**TASK DESCRIPTION**
From the page on nanoized inorganic materials and minerals below, list every nanoparticle production process that is identified by an abbreviation, giving each abbreviation with its spelled-out name.

**PAGE EXCERPT**
Nanoized Inorganic Materials and Minerals
“Nanoparticles” are understood by the expert to be particles which, through suitable production processes, have mean particle sizes of 0.01 to 0.1 μm. One such process for the production of nanoparticles by rapid expansion of supercritical solutions (RESS process) is known, for example, from the article by S. Cihlar, M. Turk and K. Schaber in Proceedings World Congress on Particle Technology 3, Brighton, 1998. To prevent the nanoparticles from agglomerating, it is advisable to dissolve the starting materials in the presence of suitable protective colloids or emulsifiers and/or to expand the critical solutions into aqueous and/or alcoholic solutions of the protective colloids or emulsifiers or into cosmetic oils which may in turn contain redissolved emulsifiers and/or protective colloids. Suitable protective colloids are, for example, gelatine, casein, chitosan, gum arabic, lysalbinic acid, starch and polymers, such as polyvinyl alcohols, polyvinyl pyrrolidones, polyalkylene glycols and polyacrylates.
Another suitable process for the production of nanoscale particles is the evaporation technique. Here, the starting materials are first dissolved in a suitable organic solvent (for example alkanes, vegetable oils, ethers, esters, ketones, acetals and the like). The solutions are then introduced into water or another non-solvent, optionally in the presence of a surface-active compound dissolved therein, so that the nanoparticles are precipitated through the homogenization of the two immiscible solvents, the organic solvent preferably evaporating. O/w emsulsions or o/w microemulsions may be used instead of an aqueous solution. The emulsifiers and protective colloids mentioned previously may be used as the surface-active compounds.
Another method for the production of nanoparticles is the so-called GAS process (gas anti-solvent recrystallization). This process uses a highly compressed gas or supercritical fluid (for example carbon dioxide) as non-solvent for the crystallization of dissolved substances. The compressed gas phase is introduced into the primary solution of the starting materials and absorbed therein so that there is an increase in the liquid volume and a reduction in solubility and fine particles are precipitated.
The PCA process (precipitation with a compressed fluid anti-solvent) is equally suitable. In this process, the primary solution of the starting materials is introduced into a supercritical fluid which results in the formation of very fine droplets in which diffusion processes take place so that very fine particles are precipitated.
In the PGSS process (particles from gas saturated solutions), the starting materials are melted by the introduction of gas under pressure (for example carbon dioxide or propane). Temperature and pressure reach near- or super-critical conditions. The gas phase dissolves in the solid and lowers the melting temperature, the viscosity and the surface tension. On expansion through a nozzle, very fine particles are formed as a result of cooling effects.
Another process for the production of the nanoparticles is the GPC or PVS process (gas phase condensation; physical vapor synthesis), in which plasma-vaporized metals are oxidized with oxygen and the subjected to controlled condensation.

Region pointing data:
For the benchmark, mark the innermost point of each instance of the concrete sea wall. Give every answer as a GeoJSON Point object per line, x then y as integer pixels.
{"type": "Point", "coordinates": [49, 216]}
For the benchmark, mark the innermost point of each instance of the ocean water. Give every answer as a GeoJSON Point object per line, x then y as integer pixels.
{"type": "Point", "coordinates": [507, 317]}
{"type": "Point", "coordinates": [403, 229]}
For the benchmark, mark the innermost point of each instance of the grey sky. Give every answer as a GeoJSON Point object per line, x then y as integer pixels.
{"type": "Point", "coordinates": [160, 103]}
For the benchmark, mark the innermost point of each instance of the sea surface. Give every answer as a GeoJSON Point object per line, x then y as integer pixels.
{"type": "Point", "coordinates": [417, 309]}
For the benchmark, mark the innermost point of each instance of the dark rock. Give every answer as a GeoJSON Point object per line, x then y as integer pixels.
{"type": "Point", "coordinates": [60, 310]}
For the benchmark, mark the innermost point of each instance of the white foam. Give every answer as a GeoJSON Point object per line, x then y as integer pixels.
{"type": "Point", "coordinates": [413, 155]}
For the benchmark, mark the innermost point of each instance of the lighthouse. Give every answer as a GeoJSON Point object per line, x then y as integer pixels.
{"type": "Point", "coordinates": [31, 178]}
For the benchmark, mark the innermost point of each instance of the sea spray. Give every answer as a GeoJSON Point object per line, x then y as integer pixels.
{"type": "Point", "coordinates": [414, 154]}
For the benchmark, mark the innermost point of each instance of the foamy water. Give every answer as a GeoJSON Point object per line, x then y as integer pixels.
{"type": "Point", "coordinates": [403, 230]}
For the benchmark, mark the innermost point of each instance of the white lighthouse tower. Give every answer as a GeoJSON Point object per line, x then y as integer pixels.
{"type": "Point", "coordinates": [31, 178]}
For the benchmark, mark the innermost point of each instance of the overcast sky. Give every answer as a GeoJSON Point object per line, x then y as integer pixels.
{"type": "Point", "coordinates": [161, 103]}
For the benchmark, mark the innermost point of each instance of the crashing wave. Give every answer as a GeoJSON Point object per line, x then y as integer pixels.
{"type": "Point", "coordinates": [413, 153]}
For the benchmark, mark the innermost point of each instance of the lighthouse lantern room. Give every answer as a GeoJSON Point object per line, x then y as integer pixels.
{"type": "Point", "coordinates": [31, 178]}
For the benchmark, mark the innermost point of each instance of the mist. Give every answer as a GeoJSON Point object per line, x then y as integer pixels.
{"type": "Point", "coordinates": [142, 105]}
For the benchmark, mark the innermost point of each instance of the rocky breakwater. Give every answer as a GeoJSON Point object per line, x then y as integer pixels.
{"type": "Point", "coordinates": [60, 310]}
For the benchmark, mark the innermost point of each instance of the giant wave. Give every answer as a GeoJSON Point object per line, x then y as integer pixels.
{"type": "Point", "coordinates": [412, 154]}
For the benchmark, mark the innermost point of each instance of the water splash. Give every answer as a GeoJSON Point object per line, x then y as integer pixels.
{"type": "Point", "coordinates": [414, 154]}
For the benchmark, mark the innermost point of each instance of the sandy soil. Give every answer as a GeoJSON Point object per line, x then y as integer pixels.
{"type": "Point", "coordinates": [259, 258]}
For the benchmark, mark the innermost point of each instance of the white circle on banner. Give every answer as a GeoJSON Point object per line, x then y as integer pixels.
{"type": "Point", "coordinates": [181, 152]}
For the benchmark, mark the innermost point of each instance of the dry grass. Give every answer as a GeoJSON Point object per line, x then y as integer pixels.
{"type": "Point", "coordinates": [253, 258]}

**OUTPUT OF THE EXERCISE**
- RESS: rapid expansion of supercritical solutions
- GAS: gas anti-solvent recrystallization
- PCA: precipitation with a compressed fluid anti-solvent
- PGSS: particles from gas saturated solutions
- GPC or PVS: gas phase condensation; physical vapor synthesis